(Supplied text Opens)
Roger Rosset

Posted on Feb 22

Adding Content Moderation to a SvelteKit App with OpenAI's Moderation API

#sveltekit #cloudflare #openai #moderation

When you build a platform where users can submit free-text content, it's only a matter of time before someone tries to post something nasty. My project, AutoFeedback, a European car review platform built with SvelteKit and deployed on Cloudflare Pages, was no exception. I needed a way to catch harmful content before it ever reached the database, without over-blocking legitimate (even strongly-worded) car criticism.

Here's how I did it in under 70 lines of server-side code.

Why Not Just Block Bad Words?

The first instinct most developers have, myself included, is to build a keyword blocklist. Maintain a list of slurs, flag anything that matches. Simple, right?
(Supplied text Closes)
(Data records Opens)
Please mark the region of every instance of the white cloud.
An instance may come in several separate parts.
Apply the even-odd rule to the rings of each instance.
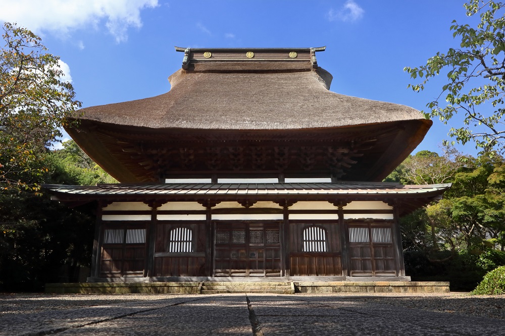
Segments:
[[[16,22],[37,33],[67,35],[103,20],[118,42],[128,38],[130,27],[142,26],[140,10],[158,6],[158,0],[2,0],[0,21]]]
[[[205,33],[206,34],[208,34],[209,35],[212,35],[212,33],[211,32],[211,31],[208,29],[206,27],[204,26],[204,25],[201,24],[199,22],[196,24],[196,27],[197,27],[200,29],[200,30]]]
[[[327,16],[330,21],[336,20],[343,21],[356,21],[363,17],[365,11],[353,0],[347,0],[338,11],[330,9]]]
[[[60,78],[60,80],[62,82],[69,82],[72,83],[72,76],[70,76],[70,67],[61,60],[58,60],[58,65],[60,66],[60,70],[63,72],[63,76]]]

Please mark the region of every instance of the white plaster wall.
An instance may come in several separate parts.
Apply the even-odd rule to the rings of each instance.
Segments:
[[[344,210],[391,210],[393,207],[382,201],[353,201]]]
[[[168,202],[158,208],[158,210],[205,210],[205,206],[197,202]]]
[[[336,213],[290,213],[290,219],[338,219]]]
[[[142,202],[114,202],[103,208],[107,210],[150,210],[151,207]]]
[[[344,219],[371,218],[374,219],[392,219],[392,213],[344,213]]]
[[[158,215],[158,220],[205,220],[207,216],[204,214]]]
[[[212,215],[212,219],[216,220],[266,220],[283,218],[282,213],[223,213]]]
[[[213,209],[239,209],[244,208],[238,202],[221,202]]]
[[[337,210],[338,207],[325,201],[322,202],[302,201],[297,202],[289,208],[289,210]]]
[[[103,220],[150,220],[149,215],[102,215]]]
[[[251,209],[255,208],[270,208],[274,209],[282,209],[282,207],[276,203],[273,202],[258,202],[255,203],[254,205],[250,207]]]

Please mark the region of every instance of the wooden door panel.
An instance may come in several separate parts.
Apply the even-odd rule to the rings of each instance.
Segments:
(Data records Closes)
(Data records Opens)
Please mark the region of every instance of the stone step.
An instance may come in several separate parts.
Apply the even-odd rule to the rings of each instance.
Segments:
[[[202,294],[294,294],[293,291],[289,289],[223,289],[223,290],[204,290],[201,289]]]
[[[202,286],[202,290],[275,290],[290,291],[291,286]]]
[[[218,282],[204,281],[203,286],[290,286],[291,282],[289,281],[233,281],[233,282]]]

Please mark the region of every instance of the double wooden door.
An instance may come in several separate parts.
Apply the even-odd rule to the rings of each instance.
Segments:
(Data records Closes)
■ Tasks to complete:
(A) In the SvelteKit moderation article, where is AutoFeedback deployed?
(B) In the SvelteKit moderation article, switch "database" to "data store" and give back everything from "When you build" down to "matches. Simple, right?".
(C) Resume the SvelteKit moderation article after its last sentence.

■ Answers to the problems:
(A) On Cloudflare Pages.

(B)
When you build a platform where users can submit free-text content, it's only a matter of time before someone tries to post something nasty. My project, AutoFeedback, a European car review platform built with SvelteKit and deployed on Cloudflare Pages, was no exception. I needed a way to catch harmful content before it ever reached the data store, without over-blocking legitimate (even strongly-worded) car criticism.

Here's how I did it in under 70 lines of server-side code.

Why Not Just Block Bad Words?

The first instinct most developers have, myself included, is to build a keyword blocklist. Maintain a list of slurs, flag anything that matches. Simple, right?

(C)
In practice, it falls apart fast. Consider hate speech: it's not just a list of banned words. Hate speech relies on context, phrasing, and intent. Someone might write "people like that shouldn't be allowed to drive", no slurs, no flagged keywords, but clearly hateful depending on context. Or they might use coded language, deliberate misspellings, or Unicode tricks to bypass your list. You'd be playing an endless game of whack-a-mole, maintaining an ever-growing blocklist across multiple languages (AutoFeedback supports six), and still missing things.

And then there's the flip side: false positives. A car review that says "this car is a killer deal" or "the acceleration is insane, it absolutely murders the competition", perfectly legitimate, but a naive keyword filter would flag them. On a car review site, people use strong, emotional language all the time. That's the whole point.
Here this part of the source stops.